[[ DATA TO EXAMINE, beginning ]]
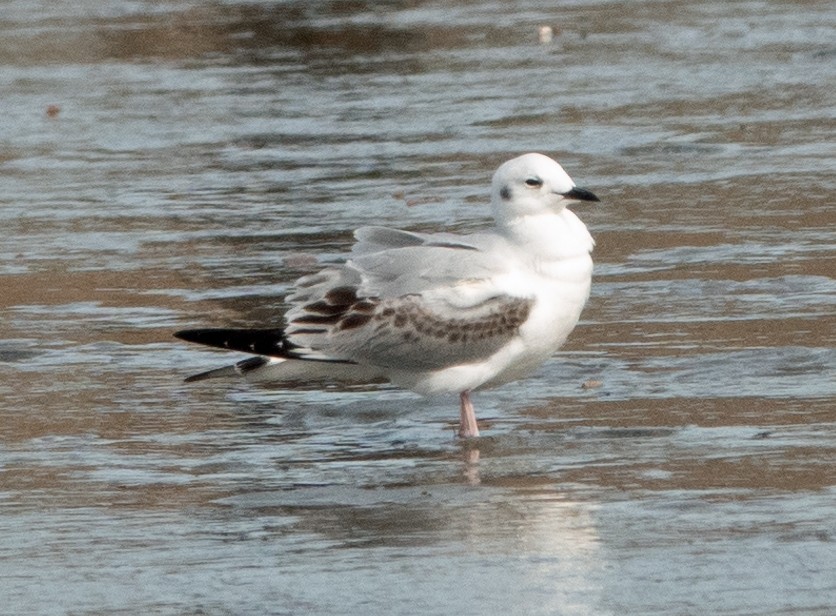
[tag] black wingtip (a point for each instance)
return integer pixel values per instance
(257, 341)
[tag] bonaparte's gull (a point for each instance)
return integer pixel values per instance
(436, 313)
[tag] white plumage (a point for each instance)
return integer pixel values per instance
(439, 312)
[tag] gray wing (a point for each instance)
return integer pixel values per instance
(408, 300)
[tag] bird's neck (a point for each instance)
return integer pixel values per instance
(549, 236)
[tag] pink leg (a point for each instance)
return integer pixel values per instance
(468, 427)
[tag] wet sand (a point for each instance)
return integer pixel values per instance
(177, 164)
[[ DATA TO EXAMINE, end ]]
Write out exactly those lines running from the line with "[tag] gray wing (a point for each instance)" to the end of the data above, the first and last included.

--- RESULT OF THE EXERCISE ---
[tag] gray wing (a point for each instance)
return integer pixel values per instance
(408, 300)
[tag] bird's neck (a point for each instance)
return integer pixel values per instance
(549, 236)
[tag] pink leg (a point for each instance)
return integer pixel values per instance
(468, 427)
[tag] wet sand (a point for each instance)
return integer pixel values per instance
(177, 164)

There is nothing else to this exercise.